__RECORD EXTRACTS__
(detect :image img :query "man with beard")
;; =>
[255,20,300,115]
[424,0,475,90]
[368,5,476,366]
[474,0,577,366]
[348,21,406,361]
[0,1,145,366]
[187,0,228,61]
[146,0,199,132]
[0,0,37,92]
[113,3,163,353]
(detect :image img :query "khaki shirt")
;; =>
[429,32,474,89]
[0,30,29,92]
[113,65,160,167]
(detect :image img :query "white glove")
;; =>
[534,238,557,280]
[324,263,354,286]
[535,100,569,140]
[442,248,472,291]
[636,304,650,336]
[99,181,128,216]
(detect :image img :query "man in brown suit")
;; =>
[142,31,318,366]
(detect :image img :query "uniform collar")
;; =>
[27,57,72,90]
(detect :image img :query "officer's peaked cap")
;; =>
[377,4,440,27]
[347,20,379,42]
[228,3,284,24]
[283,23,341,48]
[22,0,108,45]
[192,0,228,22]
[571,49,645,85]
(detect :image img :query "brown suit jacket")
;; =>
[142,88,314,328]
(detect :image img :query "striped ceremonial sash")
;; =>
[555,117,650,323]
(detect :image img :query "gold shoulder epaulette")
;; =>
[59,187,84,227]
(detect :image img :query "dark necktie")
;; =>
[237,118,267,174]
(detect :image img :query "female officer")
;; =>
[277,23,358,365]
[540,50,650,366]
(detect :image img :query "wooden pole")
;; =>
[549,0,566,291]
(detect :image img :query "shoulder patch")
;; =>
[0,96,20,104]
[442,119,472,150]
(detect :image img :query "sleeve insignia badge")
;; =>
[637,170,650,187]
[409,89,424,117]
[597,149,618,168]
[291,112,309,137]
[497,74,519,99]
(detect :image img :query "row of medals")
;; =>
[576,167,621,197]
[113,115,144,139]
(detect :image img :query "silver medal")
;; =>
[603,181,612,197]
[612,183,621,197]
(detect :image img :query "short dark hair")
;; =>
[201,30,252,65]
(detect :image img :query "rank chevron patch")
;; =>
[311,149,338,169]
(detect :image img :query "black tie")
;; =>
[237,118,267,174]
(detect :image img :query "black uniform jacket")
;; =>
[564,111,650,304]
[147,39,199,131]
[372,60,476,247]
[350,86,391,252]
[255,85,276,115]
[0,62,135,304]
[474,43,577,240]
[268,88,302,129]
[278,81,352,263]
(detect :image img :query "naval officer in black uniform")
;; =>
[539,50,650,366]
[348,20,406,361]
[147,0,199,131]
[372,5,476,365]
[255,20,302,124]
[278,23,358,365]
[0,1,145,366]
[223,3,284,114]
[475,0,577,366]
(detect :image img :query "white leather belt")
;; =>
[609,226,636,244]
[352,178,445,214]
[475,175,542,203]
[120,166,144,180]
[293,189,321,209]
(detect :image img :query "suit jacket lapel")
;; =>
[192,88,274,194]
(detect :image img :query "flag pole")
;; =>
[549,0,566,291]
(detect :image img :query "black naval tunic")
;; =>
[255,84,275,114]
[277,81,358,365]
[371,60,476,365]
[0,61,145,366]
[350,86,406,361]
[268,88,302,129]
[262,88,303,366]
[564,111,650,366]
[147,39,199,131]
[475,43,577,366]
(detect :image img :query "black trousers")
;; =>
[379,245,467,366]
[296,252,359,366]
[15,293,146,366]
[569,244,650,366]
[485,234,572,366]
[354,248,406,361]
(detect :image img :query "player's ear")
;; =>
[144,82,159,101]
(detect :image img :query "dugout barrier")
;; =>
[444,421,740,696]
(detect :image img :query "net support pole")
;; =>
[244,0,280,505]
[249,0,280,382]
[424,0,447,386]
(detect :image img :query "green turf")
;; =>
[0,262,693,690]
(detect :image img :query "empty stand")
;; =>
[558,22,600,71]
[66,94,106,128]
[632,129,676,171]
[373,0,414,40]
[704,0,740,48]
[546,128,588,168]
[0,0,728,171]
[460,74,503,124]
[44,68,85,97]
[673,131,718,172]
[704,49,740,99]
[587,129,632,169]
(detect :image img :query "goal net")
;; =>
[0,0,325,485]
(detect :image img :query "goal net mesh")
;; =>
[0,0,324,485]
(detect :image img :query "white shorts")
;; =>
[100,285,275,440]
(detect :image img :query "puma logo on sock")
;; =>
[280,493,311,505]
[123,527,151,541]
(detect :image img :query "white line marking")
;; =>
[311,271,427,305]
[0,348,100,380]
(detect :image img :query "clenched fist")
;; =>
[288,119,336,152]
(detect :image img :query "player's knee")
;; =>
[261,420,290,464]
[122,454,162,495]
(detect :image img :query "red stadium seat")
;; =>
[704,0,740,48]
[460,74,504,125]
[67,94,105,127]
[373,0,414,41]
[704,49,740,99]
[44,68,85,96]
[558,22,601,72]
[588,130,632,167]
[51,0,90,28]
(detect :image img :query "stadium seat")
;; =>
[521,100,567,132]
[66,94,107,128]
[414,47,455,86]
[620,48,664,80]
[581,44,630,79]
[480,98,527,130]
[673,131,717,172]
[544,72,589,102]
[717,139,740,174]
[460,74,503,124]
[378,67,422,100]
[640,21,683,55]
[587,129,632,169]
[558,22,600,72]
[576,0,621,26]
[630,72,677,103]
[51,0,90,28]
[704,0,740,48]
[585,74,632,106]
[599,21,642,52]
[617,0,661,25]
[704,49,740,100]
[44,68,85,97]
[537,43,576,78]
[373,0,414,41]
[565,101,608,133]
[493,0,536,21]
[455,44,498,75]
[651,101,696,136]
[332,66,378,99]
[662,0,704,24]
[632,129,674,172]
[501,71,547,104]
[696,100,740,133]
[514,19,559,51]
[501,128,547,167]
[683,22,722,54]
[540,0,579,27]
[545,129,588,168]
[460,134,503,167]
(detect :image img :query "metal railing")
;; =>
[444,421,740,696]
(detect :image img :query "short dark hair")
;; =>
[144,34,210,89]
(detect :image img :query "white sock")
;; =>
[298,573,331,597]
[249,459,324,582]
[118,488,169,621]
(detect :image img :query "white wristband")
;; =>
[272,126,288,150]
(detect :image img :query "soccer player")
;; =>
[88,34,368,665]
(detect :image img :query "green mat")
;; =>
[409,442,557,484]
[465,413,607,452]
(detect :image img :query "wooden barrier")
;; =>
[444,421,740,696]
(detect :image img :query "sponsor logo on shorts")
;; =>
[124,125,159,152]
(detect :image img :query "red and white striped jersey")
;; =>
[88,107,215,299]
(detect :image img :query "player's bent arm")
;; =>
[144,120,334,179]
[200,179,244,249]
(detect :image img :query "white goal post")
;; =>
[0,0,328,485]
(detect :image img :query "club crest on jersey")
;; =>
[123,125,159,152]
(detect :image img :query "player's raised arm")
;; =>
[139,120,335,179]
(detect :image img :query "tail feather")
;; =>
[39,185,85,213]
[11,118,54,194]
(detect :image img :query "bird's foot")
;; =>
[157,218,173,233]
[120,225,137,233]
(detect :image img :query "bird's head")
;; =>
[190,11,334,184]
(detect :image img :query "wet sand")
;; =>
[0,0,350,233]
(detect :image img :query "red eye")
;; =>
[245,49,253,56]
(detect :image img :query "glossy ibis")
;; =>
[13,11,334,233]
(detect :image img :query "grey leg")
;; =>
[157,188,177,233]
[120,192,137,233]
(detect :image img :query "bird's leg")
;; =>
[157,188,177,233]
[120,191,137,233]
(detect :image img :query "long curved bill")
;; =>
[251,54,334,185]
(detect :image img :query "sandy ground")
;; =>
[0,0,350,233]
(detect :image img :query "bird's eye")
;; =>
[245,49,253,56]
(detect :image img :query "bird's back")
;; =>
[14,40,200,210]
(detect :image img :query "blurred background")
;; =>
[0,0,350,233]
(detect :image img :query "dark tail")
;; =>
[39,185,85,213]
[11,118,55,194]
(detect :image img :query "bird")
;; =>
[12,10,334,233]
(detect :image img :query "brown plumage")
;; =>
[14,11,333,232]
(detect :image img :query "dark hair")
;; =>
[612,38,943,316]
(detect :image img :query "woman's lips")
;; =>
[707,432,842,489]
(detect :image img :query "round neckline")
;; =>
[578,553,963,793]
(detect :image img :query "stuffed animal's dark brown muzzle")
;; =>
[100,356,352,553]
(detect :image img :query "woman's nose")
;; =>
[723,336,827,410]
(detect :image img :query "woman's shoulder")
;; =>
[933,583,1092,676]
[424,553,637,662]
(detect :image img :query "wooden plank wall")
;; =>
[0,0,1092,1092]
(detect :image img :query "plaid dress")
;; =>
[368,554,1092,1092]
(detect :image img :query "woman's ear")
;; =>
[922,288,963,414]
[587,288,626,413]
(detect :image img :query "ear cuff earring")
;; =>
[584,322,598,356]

__STATED PROBLEM__
Reproduce, without alteration, the entries above from their first line through the line containing "[142,88,314,328]", with that line included.

__RESPONSE BELOW__
(detect :image img :query "man with beard")
;; =>
[255,20,300,115]
[424,0,475,90]
[368,5,476,366]
[474,0,577,366]
[348,21,406,361]
[0,1,145,366]
[187,0,228,61]
[146,0,199,132]
[0,0,37,92]
[113,3,163,353]
(detect :image img :query "khaki shirt")
;; =>
[429,32,474,89]
[0,30,29,92]
[113,65,160,167]
(detect :image img :query "white glove")
;; =>
[534,238,557,280]
[324,263,354,286]
[535,100,569,140]
[442,248,472,291]
[636,304,650,336]
[99,181,128,216]
(detect :image img :query "man in brown suit")
;; =>
[142,31,318,366]
(detect :image img :query "uniform collar")
;; =>
[27,57,72,90]
(detect :image img :query "officer's peaked cap")
;; =>
[377,4,440,27]
[347,20,379,42]
[228,3,284,24]
[283,23,341,48]
[22,0,108,45]
[192,0,228,22]
[571,49,645,85]
(detect :image img :query "brown suit jacket")
;; =>
[142,88,314,328]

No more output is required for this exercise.